> _Problems to solve_:
A. Render this sentence from the coating patent text into Spanish: "A substrate is coated with the one-component coating composition."
B. According to the coating patent text, what acid value range does polyester resin (b) have?

ONE-COMPONENT COATING COMPOSITION AND SUBSTRATES COATED WITH THE SAME

Abstract

A one-component coating composition comprises a polyester resin, an acrylic resin, and a blocked isocyanate resin, wherein the coat formed from the one-component coating composition has a formaldehyde content of less than 10 ppm. A substrate is coated with the one-component coating composition.

Claims

1. A one-component coating composition comprising a polyester resin, an acrylic resin, and a blocked isocyanate resin, wherein the coat formed from the one-component coating composition has a formaldehyde content of less than 10 ppm.

2. The one-component coating composition of claim 1, wherein the blocked isocyanate resin, the polyester resin, and the acrylic resin are in a weight ratio of 15:85-40:60.

3. The one-component coating composition of claim 1, wherein the polyester resin comprises a mixture of a polyester resin (a) and a polyester resin (b).

4. The one-component coating composition of claim 3, wherein the polyester resin (a) has an acid value of 5 to 20 mgKOH/g and a weight average molecular weight of 10,000 to 50,000.

5. The one-component coating composition of claim 3, wherein the polyester resin (b) has an acid value of 30 to 60 mgKOH/g and a weight average molecular weight of 3,000 to 6,000.

6. The one-component coating composition of claim 1, wherein the acrylic resin comprises a mixture of an acrylic resin (a) and an acrylic resin (b).

7. The one-component coating composition of claim 6, wherein the acrylic resin (a) has a pH value of 8 to 9, and an acid value of 5.5 to 8.5 mgKOH/g and an amine value of 5.6 to 8.4 mgKOH/g.

8. The one-component coating composition of claim 6, wherein the acrylic resin (b) has a pH value of 6 to 7, and an acid value of 2.5 to 6.0 mgKOH/g and an amine value of 0.6 to 2.8 mgKOH/g.

9. The one-component coating composition of any of the preceding claims, wherein the coat formed from the one-component coating composition is substantially free of formaldehyde.

10. A coated substrate, comprising: (i) a substrate, and (ii) a one-component coating composition deposited on at least a portion of the substrate, the one-component coating composition comprising a polyester resin, an acrylic resin, and a blocked isocyanate resin, wherein the coat formed from the one-component coating composition has a formaldehyde content of less than 10 ppm.

11. The coated substrate of claim 10, wherein the substrate comprises an automotive body.

> _Provided information_:
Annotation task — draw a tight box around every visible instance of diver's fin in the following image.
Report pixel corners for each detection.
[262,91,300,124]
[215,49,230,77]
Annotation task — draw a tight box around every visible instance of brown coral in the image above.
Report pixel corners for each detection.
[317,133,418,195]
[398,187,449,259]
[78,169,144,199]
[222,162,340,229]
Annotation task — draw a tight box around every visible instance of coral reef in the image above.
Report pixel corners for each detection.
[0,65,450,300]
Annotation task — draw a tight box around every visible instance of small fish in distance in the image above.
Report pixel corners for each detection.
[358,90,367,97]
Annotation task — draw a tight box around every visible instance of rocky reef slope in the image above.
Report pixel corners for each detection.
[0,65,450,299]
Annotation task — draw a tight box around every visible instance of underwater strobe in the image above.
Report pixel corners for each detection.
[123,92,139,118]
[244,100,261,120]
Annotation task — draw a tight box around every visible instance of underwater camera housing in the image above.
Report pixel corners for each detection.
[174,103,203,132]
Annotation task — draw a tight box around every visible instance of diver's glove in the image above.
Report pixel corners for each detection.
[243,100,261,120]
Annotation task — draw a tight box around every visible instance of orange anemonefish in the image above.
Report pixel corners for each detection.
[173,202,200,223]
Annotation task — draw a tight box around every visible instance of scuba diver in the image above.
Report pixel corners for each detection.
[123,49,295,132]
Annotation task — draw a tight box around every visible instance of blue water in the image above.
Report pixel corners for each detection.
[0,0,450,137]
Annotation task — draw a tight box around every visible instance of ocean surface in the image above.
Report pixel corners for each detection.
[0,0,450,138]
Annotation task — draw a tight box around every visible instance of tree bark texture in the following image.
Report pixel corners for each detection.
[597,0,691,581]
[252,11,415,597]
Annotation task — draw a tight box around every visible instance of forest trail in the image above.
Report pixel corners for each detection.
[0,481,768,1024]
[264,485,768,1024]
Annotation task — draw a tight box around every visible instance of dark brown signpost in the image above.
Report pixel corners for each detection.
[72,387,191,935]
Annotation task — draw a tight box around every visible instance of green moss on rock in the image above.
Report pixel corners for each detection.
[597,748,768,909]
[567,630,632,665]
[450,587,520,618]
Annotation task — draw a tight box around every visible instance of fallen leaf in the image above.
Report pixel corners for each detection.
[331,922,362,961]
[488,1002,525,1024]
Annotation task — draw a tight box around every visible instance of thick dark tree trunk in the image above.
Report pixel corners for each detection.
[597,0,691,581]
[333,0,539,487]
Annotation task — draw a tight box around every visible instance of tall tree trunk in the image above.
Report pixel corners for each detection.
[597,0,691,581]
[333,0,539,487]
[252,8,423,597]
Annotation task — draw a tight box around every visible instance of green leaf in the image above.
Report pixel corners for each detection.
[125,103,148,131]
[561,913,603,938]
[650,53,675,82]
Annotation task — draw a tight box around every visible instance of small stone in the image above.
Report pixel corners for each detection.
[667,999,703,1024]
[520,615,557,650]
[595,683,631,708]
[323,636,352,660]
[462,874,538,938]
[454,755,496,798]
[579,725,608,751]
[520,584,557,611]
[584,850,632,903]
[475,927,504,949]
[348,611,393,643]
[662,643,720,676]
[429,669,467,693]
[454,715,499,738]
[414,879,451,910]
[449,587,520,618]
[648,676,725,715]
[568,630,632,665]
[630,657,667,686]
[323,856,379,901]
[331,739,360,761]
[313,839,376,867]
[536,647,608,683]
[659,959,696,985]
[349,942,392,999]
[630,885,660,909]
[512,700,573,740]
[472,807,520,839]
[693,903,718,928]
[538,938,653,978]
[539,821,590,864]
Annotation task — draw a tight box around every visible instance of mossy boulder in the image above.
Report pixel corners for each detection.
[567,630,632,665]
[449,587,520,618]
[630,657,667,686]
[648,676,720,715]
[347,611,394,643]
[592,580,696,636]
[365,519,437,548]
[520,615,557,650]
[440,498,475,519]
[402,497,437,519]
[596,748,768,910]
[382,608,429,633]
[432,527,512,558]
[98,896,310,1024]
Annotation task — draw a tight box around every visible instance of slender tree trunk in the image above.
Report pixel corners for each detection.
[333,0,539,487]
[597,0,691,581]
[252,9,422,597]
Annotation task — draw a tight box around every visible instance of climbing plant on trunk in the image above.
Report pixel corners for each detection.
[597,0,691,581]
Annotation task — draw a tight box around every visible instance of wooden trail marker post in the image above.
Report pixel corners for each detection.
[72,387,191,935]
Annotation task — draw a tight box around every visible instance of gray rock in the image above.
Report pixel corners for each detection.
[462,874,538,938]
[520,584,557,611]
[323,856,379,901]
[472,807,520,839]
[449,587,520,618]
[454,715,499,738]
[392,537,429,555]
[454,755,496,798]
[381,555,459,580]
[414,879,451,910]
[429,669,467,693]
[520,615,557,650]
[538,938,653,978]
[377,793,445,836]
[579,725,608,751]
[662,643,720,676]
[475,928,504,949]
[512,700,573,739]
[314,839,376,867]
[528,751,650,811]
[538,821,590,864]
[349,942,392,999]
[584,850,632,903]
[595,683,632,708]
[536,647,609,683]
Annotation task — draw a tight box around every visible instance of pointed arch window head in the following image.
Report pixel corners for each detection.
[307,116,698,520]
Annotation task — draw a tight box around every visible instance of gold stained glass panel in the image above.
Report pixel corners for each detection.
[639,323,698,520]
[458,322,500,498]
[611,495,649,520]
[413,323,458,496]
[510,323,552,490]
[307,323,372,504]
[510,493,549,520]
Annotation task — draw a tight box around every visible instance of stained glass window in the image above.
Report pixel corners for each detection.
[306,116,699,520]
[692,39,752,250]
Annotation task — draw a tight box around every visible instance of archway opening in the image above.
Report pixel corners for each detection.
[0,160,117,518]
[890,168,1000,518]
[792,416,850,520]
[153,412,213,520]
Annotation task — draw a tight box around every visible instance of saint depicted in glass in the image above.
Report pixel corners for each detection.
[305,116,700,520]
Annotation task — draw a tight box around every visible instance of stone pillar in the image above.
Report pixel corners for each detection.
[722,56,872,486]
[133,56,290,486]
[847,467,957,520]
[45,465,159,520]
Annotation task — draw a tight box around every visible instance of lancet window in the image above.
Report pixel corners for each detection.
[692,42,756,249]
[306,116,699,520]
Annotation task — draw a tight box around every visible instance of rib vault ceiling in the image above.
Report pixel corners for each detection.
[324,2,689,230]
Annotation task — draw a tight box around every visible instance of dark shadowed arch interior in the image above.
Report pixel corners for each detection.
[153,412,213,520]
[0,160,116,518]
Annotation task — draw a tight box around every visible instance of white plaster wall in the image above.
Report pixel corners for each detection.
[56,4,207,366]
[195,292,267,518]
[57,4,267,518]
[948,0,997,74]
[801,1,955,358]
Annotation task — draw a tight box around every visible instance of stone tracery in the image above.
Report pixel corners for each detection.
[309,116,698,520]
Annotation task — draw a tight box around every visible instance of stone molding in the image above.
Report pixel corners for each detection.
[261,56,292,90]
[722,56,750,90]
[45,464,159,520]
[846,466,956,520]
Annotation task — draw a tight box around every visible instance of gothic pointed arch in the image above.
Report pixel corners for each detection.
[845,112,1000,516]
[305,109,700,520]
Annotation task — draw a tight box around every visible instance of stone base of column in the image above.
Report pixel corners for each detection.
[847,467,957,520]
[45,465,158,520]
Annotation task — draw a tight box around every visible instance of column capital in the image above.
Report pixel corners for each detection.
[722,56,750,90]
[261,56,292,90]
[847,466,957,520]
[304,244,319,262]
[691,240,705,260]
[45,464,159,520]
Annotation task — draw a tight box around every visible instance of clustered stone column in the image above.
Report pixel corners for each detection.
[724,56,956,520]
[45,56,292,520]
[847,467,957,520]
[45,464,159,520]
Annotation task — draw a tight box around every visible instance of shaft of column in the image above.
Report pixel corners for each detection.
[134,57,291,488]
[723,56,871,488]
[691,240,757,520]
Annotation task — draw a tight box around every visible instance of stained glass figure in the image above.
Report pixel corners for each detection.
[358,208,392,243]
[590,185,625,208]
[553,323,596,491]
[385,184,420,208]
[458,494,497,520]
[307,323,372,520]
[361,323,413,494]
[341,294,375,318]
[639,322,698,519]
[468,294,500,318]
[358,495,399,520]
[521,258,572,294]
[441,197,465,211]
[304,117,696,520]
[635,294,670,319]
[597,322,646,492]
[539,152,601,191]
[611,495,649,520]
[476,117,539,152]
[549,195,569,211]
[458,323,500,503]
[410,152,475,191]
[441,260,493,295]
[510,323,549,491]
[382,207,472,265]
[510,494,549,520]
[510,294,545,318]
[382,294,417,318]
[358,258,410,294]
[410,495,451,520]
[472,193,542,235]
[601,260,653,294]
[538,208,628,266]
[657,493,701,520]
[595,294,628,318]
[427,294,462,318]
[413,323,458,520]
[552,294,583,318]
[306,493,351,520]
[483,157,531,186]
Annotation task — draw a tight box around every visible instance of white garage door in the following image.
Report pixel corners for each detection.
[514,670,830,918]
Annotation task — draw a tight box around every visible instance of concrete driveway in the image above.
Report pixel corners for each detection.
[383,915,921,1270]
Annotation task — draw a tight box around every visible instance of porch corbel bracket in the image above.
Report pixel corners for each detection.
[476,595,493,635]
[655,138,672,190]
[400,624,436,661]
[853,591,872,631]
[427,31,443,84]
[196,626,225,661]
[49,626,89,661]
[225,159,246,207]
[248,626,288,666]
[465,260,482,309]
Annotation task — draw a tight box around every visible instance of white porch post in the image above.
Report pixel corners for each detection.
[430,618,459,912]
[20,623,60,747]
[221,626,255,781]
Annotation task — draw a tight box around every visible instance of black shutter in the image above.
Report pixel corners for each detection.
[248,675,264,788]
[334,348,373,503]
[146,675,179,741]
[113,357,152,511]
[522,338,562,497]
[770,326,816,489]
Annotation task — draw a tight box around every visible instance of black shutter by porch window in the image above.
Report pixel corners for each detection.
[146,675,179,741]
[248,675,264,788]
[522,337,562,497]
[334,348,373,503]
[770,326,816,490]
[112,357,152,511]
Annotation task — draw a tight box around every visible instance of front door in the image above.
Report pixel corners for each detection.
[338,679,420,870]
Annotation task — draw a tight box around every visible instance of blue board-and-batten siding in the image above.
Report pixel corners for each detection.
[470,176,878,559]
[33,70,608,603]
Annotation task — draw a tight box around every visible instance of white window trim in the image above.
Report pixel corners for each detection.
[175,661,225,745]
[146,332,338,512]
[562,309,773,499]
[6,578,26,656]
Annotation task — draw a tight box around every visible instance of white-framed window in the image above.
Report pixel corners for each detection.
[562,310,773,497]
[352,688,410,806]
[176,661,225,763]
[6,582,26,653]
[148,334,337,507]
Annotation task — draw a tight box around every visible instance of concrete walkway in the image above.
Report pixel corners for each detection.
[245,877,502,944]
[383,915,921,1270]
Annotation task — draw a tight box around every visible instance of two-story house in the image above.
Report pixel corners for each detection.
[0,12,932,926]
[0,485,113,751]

> _Answers for the exercise_:
A. Un sustrato se recubre con la composición de recubrimiento monocomponente.

B. 30 to 60 mgKOH/g.